§ **EXERCISE MATERIAL**
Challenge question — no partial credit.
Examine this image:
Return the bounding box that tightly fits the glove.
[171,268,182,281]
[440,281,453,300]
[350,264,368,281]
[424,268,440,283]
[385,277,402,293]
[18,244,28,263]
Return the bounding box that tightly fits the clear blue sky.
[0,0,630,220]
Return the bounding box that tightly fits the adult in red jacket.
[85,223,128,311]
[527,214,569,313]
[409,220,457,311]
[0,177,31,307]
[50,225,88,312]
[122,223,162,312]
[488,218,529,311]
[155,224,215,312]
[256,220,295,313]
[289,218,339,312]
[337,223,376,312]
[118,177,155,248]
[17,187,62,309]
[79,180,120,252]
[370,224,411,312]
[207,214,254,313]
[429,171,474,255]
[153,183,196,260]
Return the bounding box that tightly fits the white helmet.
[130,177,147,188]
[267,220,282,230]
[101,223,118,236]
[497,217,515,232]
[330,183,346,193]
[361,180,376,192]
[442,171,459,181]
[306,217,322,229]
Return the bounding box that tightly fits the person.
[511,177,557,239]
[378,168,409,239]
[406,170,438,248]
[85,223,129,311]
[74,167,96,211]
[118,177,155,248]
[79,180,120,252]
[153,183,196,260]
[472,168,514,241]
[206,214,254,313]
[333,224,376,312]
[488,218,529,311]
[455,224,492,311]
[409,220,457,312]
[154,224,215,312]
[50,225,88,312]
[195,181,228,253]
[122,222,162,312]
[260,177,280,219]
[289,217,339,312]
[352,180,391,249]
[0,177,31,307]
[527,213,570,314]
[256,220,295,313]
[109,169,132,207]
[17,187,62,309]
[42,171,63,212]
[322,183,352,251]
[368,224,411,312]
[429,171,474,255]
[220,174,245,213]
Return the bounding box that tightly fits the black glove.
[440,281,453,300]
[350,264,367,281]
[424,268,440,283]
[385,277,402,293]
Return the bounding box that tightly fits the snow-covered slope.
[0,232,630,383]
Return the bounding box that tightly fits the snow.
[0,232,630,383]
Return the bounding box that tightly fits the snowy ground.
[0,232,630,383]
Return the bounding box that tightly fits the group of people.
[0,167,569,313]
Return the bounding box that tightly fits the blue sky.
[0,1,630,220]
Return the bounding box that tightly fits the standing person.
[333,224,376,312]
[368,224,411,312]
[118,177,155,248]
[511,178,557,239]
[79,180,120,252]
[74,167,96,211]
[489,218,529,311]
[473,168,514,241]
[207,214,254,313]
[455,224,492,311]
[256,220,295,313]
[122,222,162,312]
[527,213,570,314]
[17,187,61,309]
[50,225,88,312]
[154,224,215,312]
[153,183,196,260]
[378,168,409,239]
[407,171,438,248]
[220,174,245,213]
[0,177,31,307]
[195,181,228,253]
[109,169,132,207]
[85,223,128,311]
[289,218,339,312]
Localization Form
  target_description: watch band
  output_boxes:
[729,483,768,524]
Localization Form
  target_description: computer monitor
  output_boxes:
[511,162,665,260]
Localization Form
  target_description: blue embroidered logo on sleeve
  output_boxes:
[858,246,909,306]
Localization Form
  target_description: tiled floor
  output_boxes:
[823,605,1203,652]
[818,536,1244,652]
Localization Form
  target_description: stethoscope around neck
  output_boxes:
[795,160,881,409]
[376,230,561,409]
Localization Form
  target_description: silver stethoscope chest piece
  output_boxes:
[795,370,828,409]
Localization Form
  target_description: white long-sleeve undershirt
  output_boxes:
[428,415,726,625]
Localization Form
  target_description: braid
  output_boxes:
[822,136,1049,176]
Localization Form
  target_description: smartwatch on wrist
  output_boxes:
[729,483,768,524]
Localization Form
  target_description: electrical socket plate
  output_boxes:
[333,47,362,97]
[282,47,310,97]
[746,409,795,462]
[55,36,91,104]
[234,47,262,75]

§ **WHAT TO PRODUCE**
Please copy all of the data above word for word, keeping every line in its original order.

§ **WRITTEN RESPONSE**
Challenge question — no partial credit.
Examine this image:
Return the bounding box that tightly fits the glove.
[171,268,182,281]
[440,281,453,300]
[350,264,368,281]
[424,268,440,283]
[385,277,402,293]
[18,244,28,263]
Return the bounding box that tightly fits the clear blue sky.
[0,0,630,220]
Return the bounding box that tightly fits the adult in red jacket.
[85,223,128,311]
[527,214,569,313]
[409,220,457,311]
[0,177,31,307]
[50,225,88,312]
[122,223,162,312]
[488,218,529,311]
[155,224,215,312]
[256,220,295,313]
[289,218,339,312]
[337,223,376,312]
[118,177,155,248]
[17,187,62,309]
[79,180,120,252]
[370,224,411,312]
[207,214,254,313]
[429,171,474,255]
[153,183,196,260]
Return the bounding box that tightly fits the white helmet.
[130,177,147,188]
[267,220,282,230]
[101,223,118,236]
[497,217,515,232]
[330,183,346,193]
[361,180,376,192]
[442,171,459,181]
[306,217,322,229]
Return the bounding box that tightly fits the person.
[511,177,557,239]
[378,168,409,239]
[406,170,438,248]
[85,223,129,311]
[74,167,96,211]
[118,177,155,248]
[79,180,120,252]
[153,183,196,260]
[472,168,514,241]
[206,214,254,313]
[333,224,376,312]
[488,218,529,311]
[455,224,492,311]
[409,220,457,312]
[154,224,215,312]
[50,225,88,312]
[195,181,228,253]
[122,222,162,312]
[260,177,280,219]
[289,217,339,312]
[352,180,391,249]
[0,177,31,307]
[527,213,570,314]
[256,220,295,313]
[109,169,132,207]
[17,187,62,309]
[42,171,63,212]
[322,183,352,251]
[368,224,411,312]
[429,171,474,255]
[220,174,245,213]
Return the bounding box that tightly fits the black glove.
[440,281,453,300]
[350,264,367,281]
[424,268,440,283]
[385,277,402,293]
Return the bounding box that tightly fits the snow-covered slope.
[0,232,630,383]
Return the bounding box that tightly fits the snow.
[0,232,630,383]
Return the bounding box that tightly fits the snowy ground.
[0,232,630,383]
Return the bounding box that tightly fits the group of people.
[0,167,569,313]
Return the bounding box that tightly fits the blue sky.
[0,1,630,220]
Return the bounding box that tightly fits the standing person.
[333,224,376,312]
[368,224,411,312]
[118,177,155,248]
[511,178,557,239]
[79,180,120,252]
[74,167,96,211]
[489,218,529,311]
[473,168,514,241]
[207,214,254,313]
[455,224,492,311]
[256,220,295,313]
[122,222,162,312]
[527,213,570,314]
[17,187,61,309]
[50,225,88,312]
[154,224,215,312]
[153,183,196,260]
[378,168,409,239]
[407,171,438,248]
[220,174,245,213]
[0,177,31,307]
[195,181,228,253]
[109,169,132,207]
[85,223,128,311]
[289,218,339,312]
Localization Form
  target_description: watch band
  output_boxes:
[729,483,768,524]
Localization Form
  target_description: computer monitor
  output_boxes:
[511,162,665,260]
Localization Form
  target_description: blue embroidered logo on sleeve
  output_boxes:
[858,246,909,306]
Localization Form
  target_description: tiled floor
  output_boxes:
[823,605,1203,652]
[818,536,1244,652]
Localization Form
  target_description: stethoscope around neck
  output_boxes:
[795,160,881,409]
[376,230,561,409]
Localization Form
  target_description: silver stethoscope chest piece
  output_boxes:
[795,370,828,409]
Localization Form
  target_description: white long-sleeve undershirt
  output_boxes:
[428,415,726,625]
Localization Form
  target_description: braid
  output_boxes:
[822,136,1049,176]
Localization Form
  target_description: smartwatch on wrist
  output_boxes:
[729,483,768,524]
Localization Form
  target_description: electrical socket plate
  output_boxes:
[333,47,362,97]
[282,47,310,97]
[746,409,795,462]
[55,36,91,104]
[234,47,262,75]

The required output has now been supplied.